[Materials provided — start]

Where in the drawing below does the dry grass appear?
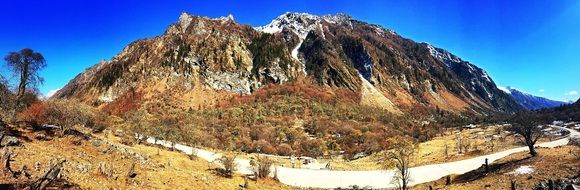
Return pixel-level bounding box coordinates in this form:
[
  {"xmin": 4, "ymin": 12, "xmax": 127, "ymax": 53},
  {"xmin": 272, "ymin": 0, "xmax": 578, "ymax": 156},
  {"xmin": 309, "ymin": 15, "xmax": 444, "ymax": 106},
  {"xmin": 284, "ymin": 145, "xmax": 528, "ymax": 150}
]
[
  {"xmin": 412, "ymin": 145, "xmax": 580, "ymax": 189},
  {"xmin": 412, "ymin": 125, "xmax": 522, "ymax": 166},
  {"xmin": 277, "ymin": 125, "xmax": 532, "ymax": 171},
  {"xmin": 9, "ymin": 128, "xmax": 291, "ymax": 190}
]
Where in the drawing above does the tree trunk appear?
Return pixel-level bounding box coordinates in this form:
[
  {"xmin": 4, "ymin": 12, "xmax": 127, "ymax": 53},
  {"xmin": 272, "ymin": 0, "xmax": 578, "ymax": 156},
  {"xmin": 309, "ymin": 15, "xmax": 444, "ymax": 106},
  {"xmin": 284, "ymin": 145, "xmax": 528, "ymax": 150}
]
[
  {"xmin": 16, "ymin": 63, "xmax": 29, "ymax": 109},
  {"xmin": 528, "ymin": 144, "xmax": 538, "ymax": 157}
]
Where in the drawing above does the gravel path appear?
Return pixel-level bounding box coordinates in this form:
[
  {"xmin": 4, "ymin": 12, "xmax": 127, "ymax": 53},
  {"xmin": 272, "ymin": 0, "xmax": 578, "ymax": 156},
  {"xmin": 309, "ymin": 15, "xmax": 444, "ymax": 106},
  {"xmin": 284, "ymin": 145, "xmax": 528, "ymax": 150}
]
[{"xmin": 145, "ymin": 126, "xmax": 579, "ymax": 189}]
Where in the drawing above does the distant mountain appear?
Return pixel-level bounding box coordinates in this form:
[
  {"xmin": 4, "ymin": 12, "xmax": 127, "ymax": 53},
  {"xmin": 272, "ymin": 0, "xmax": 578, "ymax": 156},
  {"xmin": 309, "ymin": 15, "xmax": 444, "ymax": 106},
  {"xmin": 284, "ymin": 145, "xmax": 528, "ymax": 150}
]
[
  {"xmin": 499, "ymin": 86, "xmax": 567, "ymax": 110},
  {"xmin": 54, "ymin": 12, "xmax": 524, "ymax": 115}
]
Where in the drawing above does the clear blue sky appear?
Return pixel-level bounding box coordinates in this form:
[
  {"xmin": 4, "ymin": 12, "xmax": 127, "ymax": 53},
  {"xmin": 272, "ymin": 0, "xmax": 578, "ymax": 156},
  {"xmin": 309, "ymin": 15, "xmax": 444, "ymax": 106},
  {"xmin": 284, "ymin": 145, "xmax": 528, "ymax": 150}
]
[{"xmin": 1, "ymin": 0, "xmax": 579, "ymax": 102}]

[Materials provided — finish]

Aim of the exercise: Where a record above holds a picture, drop the picture and print the rest exactly.

Worked solution:
Where in the drawing below does the dry grass appear?
Return pixel-level bounding box coordinates in this form:
[
  {"xmin": 4, "ymin": 12, "xmax": 127, "ymax": 53},
  {"xmin": 272, "ymin": 0, "xmax": 578, "ymax": 156},
  {"xmin": 309, "ymin": 15, "xmax": 444, "ymax": 106},
  {"xmin": 284, "ymin": 145, "xmax": 528, "ymax": 150}
]
[
  {"xmin": 412, "ymin": 145, "xmax": 580, "ymax": 189},
  {"xmin": 412, "ymin": 125, "xmax": 522, "ymax": 166},
  {"xmin": 277, "ymin": 125, "xmax": 532, "ymax": 171},
  {"xmin": 9, "ymin": 128, "xmax": 291, "ymax": 190}
]
Where in the drawing above does the tree trunk appear?
Return pixel-level bounding box coordinates in this form:
[
  {"xmin": 4, "ymin": 12, "xmax": 127, "ymax": 53},
  {"xmin": 272, "ymin": 0, "xmax": 578, "ymax": 156},
  {"xmin": 309, "ymin": 15, "xmax": 444, "ymax": 106},
  {"xmin": 284, "ymin": 145, "xmax": 528, "ymax": 150}
]
[
  {"xmin": 16, "ymin": 63, "xmax": 29, "ymax": 109},
  {"xmin": 528, "ymin": 144, "xmax": 538, "ymax": 157}
]
Where in the drawing above does the gravel path appear?
Return pixel-level bounding box coordinates in this form:
[
  {"xmin": 4, "ymin": 12, "xmax": 127, "ymax": 53},
  {"xmin": 272, "ymin": 0, "xmax": 578, "ymax": 156},
  {"xmin": 309, "ymin": 15, "xmax": 444, "ymax": 106},
  {"xmin": 284, "ymin": 145, "xmax": 528, "ymax": 150}
]
[{"xmin": 145, "ymin": 126, "xmax": 579, "ymax": 189}]
Where in the drawing above does the distant mountain appear?
Return pixel-level bounding box coordinates in this form:
[
  {"xmin": 4, "ymin": 12, "xmax": 127, "ymax": 53},
  {"xmin": 272, "ymin": 0, "xmax": 578, "ymax": 156},
  {"xmin": 309, "ymin": 15, "xmax": 444, "ymax": 106},
  {"xmin": 284, "ymin": 145, "xmax": 528, "ymax": 150}
]
[
  {"xmin": 499, "ymin": 86, "xmax": 567, "ymax": 110},
  {"xmin": 54, "ymin": 12, "xmax": 524, "ymax": 115}
]
Where in the drawing above does the clear blue sky appear?
Return pixel-level bounding box coordinates in this form:
[
  {"xmin": 4, "ymin": 12, "xmax": 127, "ymax": 53},
  {"xmin": 272, "ymin": 0, "xmax": 578, "ymax": 156},
  {"xmin": 309, "ymin": 15, "xmax": 444, "ymax": 106},
  {"xmin": 284, "ymin": 145, "xmax": 528, "ymax": 150}
]
[{"xmin": 1, "ymin": 0, "xmax": 579, "ymax": 102}]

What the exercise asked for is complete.